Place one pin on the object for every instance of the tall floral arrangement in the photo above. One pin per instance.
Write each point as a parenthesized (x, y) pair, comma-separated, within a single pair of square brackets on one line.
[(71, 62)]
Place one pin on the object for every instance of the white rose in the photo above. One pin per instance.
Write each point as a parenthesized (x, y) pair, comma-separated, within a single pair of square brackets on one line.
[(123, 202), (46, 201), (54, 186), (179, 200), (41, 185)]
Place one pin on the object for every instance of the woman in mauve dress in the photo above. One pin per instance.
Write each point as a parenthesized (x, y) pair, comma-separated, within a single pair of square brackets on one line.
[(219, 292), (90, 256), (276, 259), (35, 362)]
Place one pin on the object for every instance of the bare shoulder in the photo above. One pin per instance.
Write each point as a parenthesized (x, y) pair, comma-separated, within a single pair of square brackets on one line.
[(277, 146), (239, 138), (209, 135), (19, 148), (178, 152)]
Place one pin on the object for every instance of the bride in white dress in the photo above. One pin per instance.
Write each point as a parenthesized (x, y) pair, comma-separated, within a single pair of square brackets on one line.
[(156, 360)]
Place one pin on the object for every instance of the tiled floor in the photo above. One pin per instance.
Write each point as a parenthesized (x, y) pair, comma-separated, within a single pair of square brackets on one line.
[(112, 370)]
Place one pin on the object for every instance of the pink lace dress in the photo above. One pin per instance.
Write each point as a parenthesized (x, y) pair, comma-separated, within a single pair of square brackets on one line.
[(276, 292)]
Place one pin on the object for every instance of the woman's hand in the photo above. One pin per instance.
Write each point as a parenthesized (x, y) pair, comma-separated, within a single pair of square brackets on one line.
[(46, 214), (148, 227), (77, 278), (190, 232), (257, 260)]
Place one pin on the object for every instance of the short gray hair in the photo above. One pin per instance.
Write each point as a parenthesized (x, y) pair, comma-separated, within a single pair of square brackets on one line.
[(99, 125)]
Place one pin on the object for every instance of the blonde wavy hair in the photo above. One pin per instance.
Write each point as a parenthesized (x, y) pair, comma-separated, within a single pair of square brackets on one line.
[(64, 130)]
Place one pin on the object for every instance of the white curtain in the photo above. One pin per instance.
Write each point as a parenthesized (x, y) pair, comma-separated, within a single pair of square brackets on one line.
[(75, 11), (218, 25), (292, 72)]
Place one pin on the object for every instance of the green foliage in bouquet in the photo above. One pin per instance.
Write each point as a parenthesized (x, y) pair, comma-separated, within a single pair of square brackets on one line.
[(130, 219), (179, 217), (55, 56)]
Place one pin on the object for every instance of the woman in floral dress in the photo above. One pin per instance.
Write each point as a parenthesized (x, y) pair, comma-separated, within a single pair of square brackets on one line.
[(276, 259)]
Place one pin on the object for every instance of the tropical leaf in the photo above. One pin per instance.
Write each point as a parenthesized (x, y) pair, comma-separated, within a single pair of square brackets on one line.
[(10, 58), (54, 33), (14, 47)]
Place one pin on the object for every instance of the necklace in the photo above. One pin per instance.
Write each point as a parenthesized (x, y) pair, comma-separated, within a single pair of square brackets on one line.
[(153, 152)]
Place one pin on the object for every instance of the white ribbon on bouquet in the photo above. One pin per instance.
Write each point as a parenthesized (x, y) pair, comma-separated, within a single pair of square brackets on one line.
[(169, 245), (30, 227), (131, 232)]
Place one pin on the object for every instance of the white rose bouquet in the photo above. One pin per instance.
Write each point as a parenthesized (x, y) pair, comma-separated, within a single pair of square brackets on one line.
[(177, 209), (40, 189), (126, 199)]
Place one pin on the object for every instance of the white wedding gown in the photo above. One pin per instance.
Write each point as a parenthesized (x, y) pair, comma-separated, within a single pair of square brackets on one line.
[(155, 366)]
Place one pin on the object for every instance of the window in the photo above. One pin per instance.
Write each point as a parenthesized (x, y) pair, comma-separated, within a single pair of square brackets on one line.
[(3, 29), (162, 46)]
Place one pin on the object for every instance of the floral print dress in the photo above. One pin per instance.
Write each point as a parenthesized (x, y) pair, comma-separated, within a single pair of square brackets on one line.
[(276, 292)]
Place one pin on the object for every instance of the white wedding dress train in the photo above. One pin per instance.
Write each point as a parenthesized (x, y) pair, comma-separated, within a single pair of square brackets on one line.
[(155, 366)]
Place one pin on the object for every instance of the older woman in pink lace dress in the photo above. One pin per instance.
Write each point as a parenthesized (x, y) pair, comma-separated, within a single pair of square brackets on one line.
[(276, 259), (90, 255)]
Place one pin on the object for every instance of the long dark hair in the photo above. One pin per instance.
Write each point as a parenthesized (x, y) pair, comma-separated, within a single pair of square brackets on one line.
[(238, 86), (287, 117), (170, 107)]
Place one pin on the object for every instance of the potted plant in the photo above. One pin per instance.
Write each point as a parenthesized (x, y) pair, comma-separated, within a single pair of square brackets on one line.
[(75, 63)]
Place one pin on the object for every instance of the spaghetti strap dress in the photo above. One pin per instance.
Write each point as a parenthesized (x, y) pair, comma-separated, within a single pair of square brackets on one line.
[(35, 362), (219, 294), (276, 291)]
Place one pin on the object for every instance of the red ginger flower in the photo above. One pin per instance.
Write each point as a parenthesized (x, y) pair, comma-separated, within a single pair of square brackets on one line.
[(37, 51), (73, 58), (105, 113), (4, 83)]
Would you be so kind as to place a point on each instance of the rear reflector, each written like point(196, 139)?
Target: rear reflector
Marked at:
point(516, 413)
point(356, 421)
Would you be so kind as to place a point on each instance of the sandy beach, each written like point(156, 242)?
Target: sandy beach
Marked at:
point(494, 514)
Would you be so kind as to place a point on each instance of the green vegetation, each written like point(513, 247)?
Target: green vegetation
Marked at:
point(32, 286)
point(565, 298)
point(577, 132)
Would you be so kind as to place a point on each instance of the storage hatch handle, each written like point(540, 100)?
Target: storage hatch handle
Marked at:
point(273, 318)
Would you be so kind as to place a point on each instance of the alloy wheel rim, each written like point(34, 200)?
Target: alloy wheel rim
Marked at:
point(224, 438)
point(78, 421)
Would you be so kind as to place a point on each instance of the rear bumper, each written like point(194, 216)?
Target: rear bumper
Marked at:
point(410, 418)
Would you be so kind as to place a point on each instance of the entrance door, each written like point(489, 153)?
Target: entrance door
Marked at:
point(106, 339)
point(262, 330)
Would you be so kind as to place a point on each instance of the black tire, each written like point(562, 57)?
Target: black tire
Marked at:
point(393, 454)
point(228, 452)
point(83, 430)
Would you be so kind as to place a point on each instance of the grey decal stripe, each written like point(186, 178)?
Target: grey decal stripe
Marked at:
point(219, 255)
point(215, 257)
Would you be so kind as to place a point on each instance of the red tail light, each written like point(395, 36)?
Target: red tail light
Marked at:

+ + + + + + +

# ACTION ITEM
Print all of the entries exactly as they appear.

# RESPONSE AREA
Place one pin on the object for every instance of the tall floral arrangement in the photo above. One pin per instance.
Write each point as a parenthesized (x, y) pair, comma-separated, within a single pair of square brackets on one line.
[(71, 62)]
Place one pin on the object for every instance of the white rose in the photo above. One pin per instance.
Write each point as a parenthesized (x, y) pair, comma-separated, within a single pair of square brackets on one line.
[(123, 202), (46, 201), (54, 186), (179, 200), (41, 185)]
Place one pin on the object for every instance of the woman in mauve dress in the photo above. One pin per instance.
Write each point as a parenthesized (x, y) pair, comma-separated, within a single pair of square brackets on one line.
[(219, 292), (90, 256), (276, 259), (35, 362)]
Place one pin on the object for every instance of the bare shoulder in the photo above. One pin per instance.
Write each point as a parenthesized (x, y) pair, comma-separated, within a single pair of square brackets on one line.
[(277, 146), (239, 138), (209, 135), (19, 148), (178, 152)]
Place one pin on the object for every instance of the bride in white dress in the photo above. One pin per instance.
Write each point as a parenthesized (x, y) pair, comma-separated, within a single pair of square brackets on one line.
[(156, 360)]
Place one pin on the object for every instance of the tiled floor in the photo above. One pin per instance.
Write each point as a parenthesized (x, y) pair, comma-separated, within a single pair of square brackets on one line.
[(112, 370)]
Place one pin on the object for every instance of the pink lace dress in the photo above. One pin per instance.
Write each point as a parenthesized (x, y) pair, comma-separated, within a single pair of square brackets on one line.
[(276, 292)]
Place one pin on the object for every instance of the woman's hand in the photo above. One pin per instance.
Write each point as a parenthesized (x, y) pair, comma-separated, within a single pair of square brackets on one line.
[(46, 214), (148, 227), (77, 278), (190, 232), (257, 260)]
Place one pin on the object for every instance of the short gray hair in the photo above. One pin per instance.
Write each point as a parenthesized (x, y) pair, comma-separated, within a single pair of square brackets on one line.
[(99, 125)]
Place one pin on the object for every instance of the blonde wavy hair in the photo above. One pin per instance.
Write each point as a parenthesized (x, y) pair, comma-separated, within a single pair of square brackets on one line.
[(64, 130)]
Place one pin on the object for every instance of the white curtain in the photo above. One pin per instance.
Write each point as a parenthesized (x, y) pair, comma-separated, within a single pair of square brackets on one line.
[(75, 11), (218, 25), (292, 72)]
Place one pin on the object for every instance of the green foliage in bouquet in the photo above. One pin per instance.
Write each point as a parenthesized (x, y) pair, comma-separated, within a single pair of square brackets on one line.
[(130, 219), (179, 217), (55, 56)]
Place one pin on the object for every instance of the woman in floral dress in the photo above. One pin per instance.
Write each point as a parenthesized (x, y) pair, comma-separated, within a single pair of square brackets on one line.
[(276, 259)]
Place one pin on the object for every instance of the tropical leaf in the photo above. One pin per instance.
Write each point as a parenthesized (x, y) pair, comma-separated, within a single pair of square brackets on one line.
[(10, 58), (54, 33), (14, 47)]
Place one pin on the object for every instance of the necklace in the photo above. One pin per instance.
Write each point as a parenthesized (x, y) pair, comma-separated, within a single pair of square brackets on one line.
[(153, 152)]
Place one pin on the object for every instance of the white ribbon on bouquet in the photo above. One pin per instance.
Write each point as a parenthesized (x, y) pair, comma-separated, within a single pair of square brackets on one line.
[(169, 245), (30, 227), (131, 232)]
Place one pin on the object for every instance of the white rose bouquet in the photo above. One pin per instance.
Write each point as a parenthesized (x, y) pair, comma-separated, within a single pair of square brackets on one line.
[(177, 209), (40, 189), (126, 199)]
Place one pin on the object for every instance of the white wedding gown in the photo above. One pin per instance.
Write each point as a parenthesized (x, y) pair, comma-separated, within a single pair of square brackets on one line.
[(155, 366)]
Place one pin on the object for every instance of the window in the photo above. One pin per instance.
Write each point as a parenthesized (x, y) pair, comma-separated, within a single pair of square brackets on one line.
[(3, 29), (162, 46)]
Place one pin on the object for every instance of the floral print dress in the photo above. One pin per instance.
Write each point as a parenthesized (x, y) pair, comma-separated, within a single pair of square brackets on one line.
[(276, 292)]
Place one pin on the object for every instance of the white wedding dress train in the photo above. One pin per instance.
Write each point as a parenthesized (x, y) pair, comma-separated, within a single pair of square brackets on one line.
[(155, 366)]
Place one pin on the object for every instance of the older woman in pink lace dress in the photo above. One pin per instance.
Write each point as a parenthesized (x, y) pair, comma-separated, within a single pair of square brackets on one line.
[(276, 259), (90, 255)]
Place one pin on the object for every instance of the long dark hair in the photo above. One pin per instance.
Write each point as a parenthesized (x, y) pair, comma-separated, within a single pair of square brackets on one line.
[(238, 86), (287, 117), (170, 107)]
Place one pin on the object for every instance of the potted plant in the photo above. One pin per instance.
Write each point as a parenthesized (x, y) pair, comma-separated, within a single pair of square brackets on one line.
[(75, 63)]
Place one pin on the object for every instance of the spaghetti strap dress in the photo above. One pin per instance.
Write each point as a parenthesized (x, y) pair, comma-separated, within a single pair of square brackets on one line.
[(35, 362), (219, 294), (276, 291)]
Place one pin on the object for every instance of the red ginger flower in the photo above. One pin per instance.
Write each point as a parenthesized (x, y) pair, comma-separated, within a single pair of square brackets on one line.
[(37, 51), (73, 58), (105, 113), (4, 83)]
Would you be so kind as to place a point on each instance of the rear reflector, each written like point(196, 139)?
Target: rear reflector
Marked at:
point(516, 413)
point(356, 421)
Would you be so kind as to place a point on each instance of the sandy beach, each written like point(156, 242)?
Target: sandy beach
Marked at:
point(494, 514)
Would you be so kind as to place a point on each instance of the green vegetation, each written like point(513, 247)?
Target: green vegetation
Marked at:
point(32, 286)
point(565, 298)
point(577, 132)
Would you be so kind as to place a point on each instance of the storage hatch handle, each written like point(540, 100)?
Target: storage hatch handle
Marked at:
point(273, 318)
Would you be so kind as to place a point on each instance of the alloy wheel rim, each written like point(34, 200)?
Target: alloy wheel rim
Marked at:
point(224, 438)
point(78, 421)
Would you be so kind as to place a point on each instance of the rear bumper, each written like point(194, 216)?
Target: rear bumper
Marked at:
point(410, 418)
Would you be so kind as to place a point on each instance of the entrance door, each written like point(489, 153)?
Target: entrance door
Marked at:
point(106, 339)
point(262, 330)
Would you be so kind as to place a point on each instance of the black tire, each written like point(562, 57)?
Target: black tire
Marked at:
point(393, 454)
point(228, 452)
point(83, 430)
Would you be so kind as to place a point on each instance of the grey decal stripe, each written like point(186, 178)?
Target: grey decal stripe
Marked at:
point(219, 255)
point(215, 257)
Would you be so kind as to place a point on each instance of the red tail light, each written like point(395, 36)?
Target: red tail light
Marked at:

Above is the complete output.